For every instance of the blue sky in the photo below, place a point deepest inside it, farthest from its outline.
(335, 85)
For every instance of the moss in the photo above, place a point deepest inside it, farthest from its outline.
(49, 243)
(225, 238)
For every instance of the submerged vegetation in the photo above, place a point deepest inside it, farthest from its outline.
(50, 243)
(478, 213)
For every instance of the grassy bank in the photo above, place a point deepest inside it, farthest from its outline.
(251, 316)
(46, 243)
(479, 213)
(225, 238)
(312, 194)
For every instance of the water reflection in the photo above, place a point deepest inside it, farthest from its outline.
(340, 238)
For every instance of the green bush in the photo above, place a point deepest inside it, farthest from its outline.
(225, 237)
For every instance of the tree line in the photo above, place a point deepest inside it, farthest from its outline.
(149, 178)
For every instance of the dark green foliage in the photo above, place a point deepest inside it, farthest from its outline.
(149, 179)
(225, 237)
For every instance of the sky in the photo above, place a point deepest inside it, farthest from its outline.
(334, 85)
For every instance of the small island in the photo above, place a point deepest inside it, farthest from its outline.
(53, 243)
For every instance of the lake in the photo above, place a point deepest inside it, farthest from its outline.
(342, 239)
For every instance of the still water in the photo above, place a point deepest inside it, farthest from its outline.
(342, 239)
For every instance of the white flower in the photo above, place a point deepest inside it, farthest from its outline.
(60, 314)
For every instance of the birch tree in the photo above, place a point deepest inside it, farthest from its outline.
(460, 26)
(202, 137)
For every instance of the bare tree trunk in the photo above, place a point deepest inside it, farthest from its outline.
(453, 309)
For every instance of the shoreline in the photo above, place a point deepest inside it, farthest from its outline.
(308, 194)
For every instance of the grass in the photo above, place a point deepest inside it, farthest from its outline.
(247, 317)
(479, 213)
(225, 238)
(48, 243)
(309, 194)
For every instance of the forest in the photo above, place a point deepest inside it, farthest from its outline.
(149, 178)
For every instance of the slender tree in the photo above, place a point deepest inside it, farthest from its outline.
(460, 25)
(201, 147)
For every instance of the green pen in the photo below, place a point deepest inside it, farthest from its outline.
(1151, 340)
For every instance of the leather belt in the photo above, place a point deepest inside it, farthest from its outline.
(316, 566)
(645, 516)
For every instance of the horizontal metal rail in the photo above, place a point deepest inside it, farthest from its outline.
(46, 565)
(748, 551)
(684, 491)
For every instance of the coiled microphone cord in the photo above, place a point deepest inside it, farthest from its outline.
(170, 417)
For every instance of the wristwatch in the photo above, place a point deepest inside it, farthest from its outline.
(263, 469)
--------------------
§ **Task requirements**
Starting at the line that contains "For every instance of the forest", output each remaining line of the listing, the last line included, exactly as it appears.

§ **Output**
For every instance of the forest in the photo above, place a point deepest inside it, farthest from its outline.
(149, 178)
For every instance of the slender tree in the photo above, place a point deepest inside it, farthest from its outline.
(460, 25)
(201, 147)
For every instance of the green pen in the photo below, place a point deepest inside it, farthest from its outline.
(1151, 340)
For every instance of the leather belt in the photo above, place a point deepest inside it, farthest from its outline.
(316, 566)
(645, 516)
For every instance of the horizontal metal rail in the photo above, place a point deepest inside it, farthest from its outline.
(46, 565)
(748, 551)
(684, 491)
For every instance of the coiled microphone cord in the photo above, place a point deepest inside it, farthest from its outline.
(170, 417)
For every instance of the wristwatch in the photo above, place a point deepest inside it, farthest from its outline.
(263, 469)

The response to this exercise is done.